Document passage:
----
8th Ryder Cup Matches
- Dates: 16–17 September 1949
- Venue: Ganton Golf Club
- Location: Scarborough, North Yorkshire, England
- Captains: Charles Whitcombe (Great Britain); Ben Hogan (USA);
| United Kingdom | 5 | 7 | United States |
- United States wins the Ryder Cup

Location map
- Location within England

= 1949 Ryder Cup =

Golf tournament held in England

The 8th Ryder Cup Matches were held 16–17 September 1949, at Ganton Golf Club in Scarborough, North Yorkshire, England. The United States team won the competition by a score of seven to five.

Still recovering from his near-fatal automobile accident in February, Ben Hogan was the non-playing captain of the U.S. team. He returned as a competitor for a final time in 1951.

The U.S. team's decision to bring a half ton of meat to England made headlines.

Hogan objected to the depth of the grooves on some British players' irons, and they were modified before being allowed into the competition. Britain led three to one after the first day, but the U.S. won six of eight matches in singles on Saturday to keep the Cup.

The Ganton course measured 6632 yd for this Ryder Cup.
----
Supplied data:
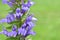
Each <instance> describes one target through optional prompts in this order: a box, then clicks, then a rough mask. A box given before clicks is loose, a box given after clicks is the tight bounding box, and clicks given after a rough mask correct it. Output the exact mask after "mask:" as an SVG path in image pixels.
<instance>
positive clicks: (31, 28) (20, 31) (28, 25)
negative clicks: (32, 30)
mask: <svg viewBox="0 0 60 40" xmlns="http://www.w3.org/2000/svg"><path fill="white" fill-rule="evenodd" d="M2 1H3V3H4V4H8V5H9V7H10V8H11V11H10V12H9V14H8V15H7V16H6V18H4V19H2V20H0V23H4V22H5V23H7V24H12V26H11V27H12V30H11V31H10V32H9V31H8V30H6V29H3V31H2V32H1V33H0V34H4V35H6V36H7V37H9V38H11V37H13V38H17V39H18V40H26V37H28V36H29V35H35V32H34V31H32V28H33V27H34V25H35V22H36V20H37V19H36V18H35V17H34V16H33V15H32V14H29V12H28V11H29V10H30V7H31V6H32V5H33V4H34V2H32V1H31V0H2ZM33 21H34V22H33Z"/></svg>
----
Study questions:
(a) According to the 1949 Ryder Cup text, what did the U.S. team bring to England that made headlines?
(b) Update the part of the 1949 Ryder Cup text between "Location map" and "seven to five.", inclusive, so that "seven to five" reads "seven points to five", and write out that part in full.

Solutions by task:
(a) A half ton of meat.

(b)
Location map
- Location within England

= 1949 Ryder Cup =

Golf tournament held in England

The 8th Ryder Cup Matches were held 16–17 September 1949, at Ganton Golf Club in Scarborough, North Yorkshire, England. The United States team won the competition by a score of seven points to five.